**What to produce**
Once the line with "You are given a photograph. Your task: indicate the lace" is found in the entries below, print it and each following line exactly, stopping after the line with "reply: (46, 466)."; print nothing else.
(Source data)
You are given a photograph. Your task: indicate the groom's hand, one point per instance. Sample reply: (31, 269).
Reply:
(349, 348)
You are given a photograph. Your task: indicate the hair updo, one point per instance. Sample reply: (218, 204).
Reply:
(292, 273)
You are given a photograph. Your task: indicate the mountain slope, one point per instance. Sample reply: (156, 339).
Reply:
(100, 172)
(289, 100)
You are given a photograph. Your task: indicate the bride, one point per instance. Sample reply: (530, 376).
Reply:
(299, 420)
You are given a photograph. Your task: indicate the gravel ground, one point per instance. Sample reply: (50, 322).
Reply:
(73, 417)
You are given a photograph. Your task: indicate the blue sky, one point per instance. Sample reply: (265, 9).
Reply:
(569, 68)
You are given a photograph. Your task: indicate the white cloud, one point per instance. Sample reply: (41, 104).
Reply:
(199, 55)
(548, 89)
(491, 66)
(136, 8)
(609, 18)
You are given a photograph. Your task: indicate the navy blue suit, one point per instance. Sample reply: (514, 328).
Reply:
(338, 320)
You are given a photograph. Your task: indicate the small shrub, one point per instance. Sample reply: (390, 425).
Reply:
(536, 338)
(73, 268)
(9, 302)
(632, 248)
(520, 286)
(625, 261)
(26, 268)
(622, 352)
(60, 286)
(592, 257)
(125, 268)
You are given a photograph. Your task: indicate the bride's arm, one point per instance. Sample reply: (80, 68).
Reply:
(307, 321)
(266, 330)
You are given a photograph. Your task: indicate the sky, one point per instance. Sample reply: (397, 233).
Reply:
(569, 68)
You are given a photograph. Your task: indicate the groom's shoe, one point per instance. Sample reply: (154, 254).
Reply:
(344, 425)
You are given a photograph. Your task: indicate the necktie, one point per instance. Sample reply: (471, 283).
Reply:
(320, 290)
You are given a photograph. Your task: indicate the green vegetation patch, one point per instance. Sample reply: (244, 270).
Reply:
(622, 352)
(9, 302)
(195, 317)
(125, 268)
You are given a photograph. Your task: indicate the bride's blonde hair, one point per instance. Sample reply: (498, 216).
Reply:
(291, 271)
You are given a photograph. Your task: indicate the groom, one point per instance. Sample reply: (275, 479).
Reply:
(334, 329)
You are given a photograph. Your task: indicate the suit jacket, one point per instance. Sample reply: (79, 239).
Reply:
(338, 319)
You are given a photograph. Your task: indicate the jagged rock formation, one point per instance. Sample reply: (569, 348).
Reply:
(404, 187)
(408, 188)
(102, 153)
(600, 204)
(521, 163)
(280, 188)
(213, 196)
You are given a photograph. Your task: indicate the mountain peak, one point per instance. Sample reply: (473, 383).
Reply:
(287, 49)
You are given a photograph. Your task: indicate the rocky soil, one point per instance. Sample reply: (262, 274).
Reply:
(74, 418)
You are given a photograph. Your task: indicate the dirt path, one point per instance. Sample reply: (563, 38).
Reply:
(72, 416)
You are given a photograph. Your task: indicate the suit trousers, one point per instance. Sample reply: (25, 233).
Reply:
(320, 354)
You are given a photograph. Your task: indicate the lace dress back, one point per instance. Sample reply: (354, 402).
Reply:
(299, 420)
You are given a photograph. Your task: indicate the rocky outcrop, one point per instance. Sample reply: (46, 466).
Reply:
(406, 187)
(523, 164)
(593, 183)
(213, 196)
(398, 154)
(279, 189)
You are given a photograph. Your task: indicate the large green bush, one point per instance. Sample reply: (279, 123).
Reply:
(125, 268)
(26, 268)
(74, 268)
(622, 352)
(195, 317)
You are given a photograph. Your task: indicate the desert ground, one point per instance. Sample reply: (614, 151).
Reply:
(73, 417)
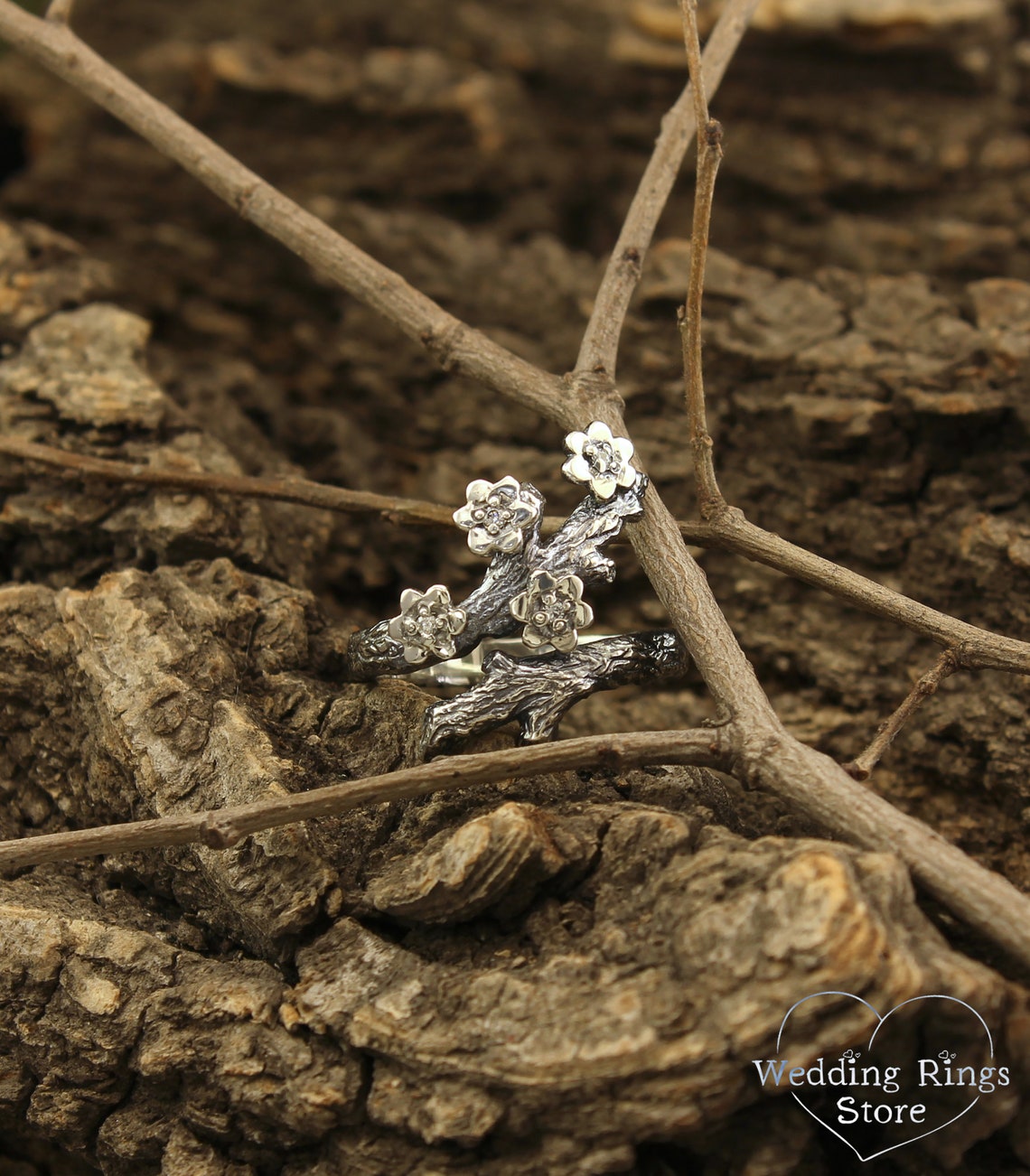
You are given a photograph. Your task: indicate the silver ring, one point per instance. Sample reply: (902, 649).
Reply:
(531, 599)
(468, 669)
(End Source data)
(Source data)
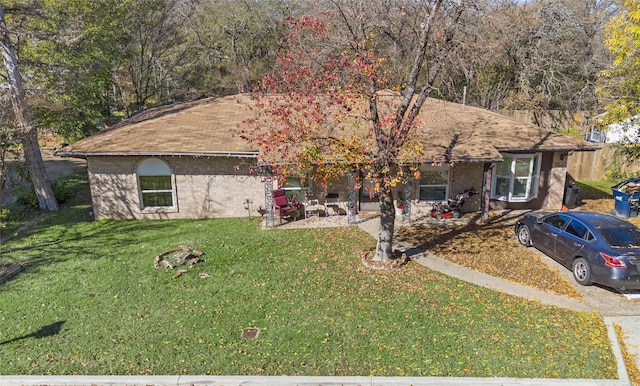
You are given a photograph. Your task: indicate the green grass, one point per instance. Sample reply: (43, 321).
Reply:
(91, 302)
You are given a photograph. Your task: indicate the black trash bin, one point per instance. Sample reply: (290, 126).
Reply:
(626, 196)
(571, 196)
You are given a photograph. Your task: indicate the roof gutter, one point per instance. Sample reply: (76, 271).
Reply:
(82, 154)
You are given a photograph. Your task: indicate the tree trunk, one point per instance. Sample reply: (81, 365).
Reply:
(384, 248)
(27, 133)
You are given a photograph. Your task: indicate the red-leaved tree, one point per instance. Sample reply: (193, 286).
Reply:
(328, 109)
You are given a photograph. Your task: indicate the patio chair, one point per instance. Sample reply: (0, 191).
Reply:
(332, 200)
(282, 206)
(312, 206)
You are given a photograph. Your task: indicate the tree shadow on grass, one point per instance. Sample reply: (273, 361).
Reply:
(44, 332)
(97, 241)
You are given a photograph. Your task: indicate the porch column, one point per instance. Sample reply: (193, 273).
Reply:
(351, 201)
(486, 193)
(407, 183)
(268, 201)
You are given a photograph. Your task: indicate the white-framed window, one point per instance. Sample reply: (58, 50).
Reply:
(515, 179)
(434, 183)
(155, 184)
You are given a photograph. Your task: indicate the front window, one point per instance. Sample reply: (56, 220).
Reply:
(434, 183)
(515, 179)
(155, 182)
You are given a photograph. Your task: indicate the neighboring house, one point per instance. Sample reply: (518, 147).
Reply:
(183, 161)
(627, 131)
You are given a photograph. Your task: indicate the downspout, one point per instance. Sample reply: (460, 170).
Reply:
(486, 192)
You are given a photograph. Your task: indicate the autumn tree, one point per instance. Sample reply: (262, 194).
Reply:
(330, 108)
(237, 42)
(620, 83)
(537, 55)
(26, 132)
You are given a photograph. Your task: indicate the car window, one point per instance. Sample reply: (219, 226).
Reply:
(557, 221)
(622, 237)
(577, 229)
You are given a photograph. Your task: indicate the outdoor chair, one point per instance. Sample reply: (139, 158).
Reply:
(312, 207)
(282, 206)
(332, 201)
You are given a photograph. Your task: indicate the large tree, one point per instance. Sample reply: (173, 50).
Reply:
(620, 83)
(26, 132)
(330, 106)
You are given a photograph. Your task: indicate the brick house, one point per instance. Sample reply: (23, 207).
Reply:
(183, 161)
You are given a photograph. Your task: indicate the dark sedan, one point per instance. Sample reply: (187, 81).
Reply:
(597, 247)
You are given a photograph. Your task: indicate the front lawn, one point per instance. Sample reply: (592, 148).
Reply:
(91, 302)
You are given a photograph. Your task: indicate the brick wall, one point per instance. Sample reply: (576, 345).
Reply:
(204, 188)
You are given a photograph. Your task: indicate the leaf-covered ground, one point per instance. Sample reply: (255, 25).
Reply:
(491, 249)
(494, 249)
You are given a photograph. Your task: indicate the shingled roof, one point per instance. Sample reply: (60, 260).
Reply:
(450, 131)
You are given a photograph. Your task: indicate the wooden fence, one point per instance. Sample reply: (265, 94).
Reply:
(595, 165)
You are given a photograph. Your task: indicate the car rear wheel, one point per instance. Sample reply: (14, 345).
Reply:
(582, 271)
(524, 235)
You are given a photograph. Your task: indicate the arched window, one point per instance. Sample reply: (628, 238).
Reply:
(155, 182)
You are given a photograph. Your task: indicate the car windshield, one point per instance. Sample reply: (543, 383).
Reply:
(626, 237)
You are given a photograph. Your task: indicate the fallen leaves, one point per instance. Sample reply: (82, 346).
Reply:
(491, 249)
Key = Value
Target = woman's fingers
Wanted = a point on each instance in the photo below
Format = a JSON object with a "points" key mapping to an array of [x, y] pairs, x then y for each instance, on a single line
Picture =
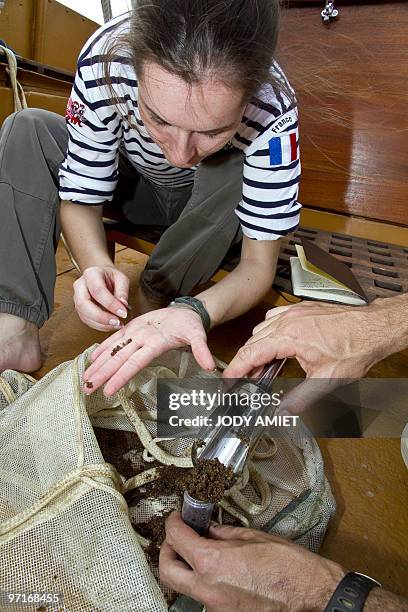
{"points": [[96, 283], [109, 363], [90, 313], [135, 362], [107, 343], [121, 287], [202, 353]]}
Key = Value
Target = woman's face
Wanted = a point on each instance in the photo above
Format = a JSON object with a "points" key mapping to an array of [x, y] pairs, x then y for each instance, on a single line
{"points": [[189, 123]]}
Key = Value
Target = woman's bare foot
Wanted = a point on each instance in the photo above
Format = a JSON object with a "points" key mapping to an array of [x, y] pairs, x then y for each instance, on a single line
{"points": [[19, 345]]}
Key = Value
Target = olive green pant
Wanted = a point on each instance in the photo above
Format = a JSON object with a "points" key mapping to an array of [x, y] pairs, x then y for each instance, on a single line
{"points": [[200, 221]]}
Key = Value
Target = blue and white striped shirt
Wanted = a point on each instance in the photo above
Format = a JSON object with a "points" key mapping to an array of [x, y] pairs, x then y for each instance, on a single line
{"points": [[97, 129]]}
(End Source data)
**Response to this exercise**
You are given a photograph. Your task: indicate the lace dress back, one point per instance. Sample reply: (354, 402).
Reply:
(299, 420)
You are given a photograph. Your task: indicate the rocky outcrop, one point per instance. Sample reply: (46, 466).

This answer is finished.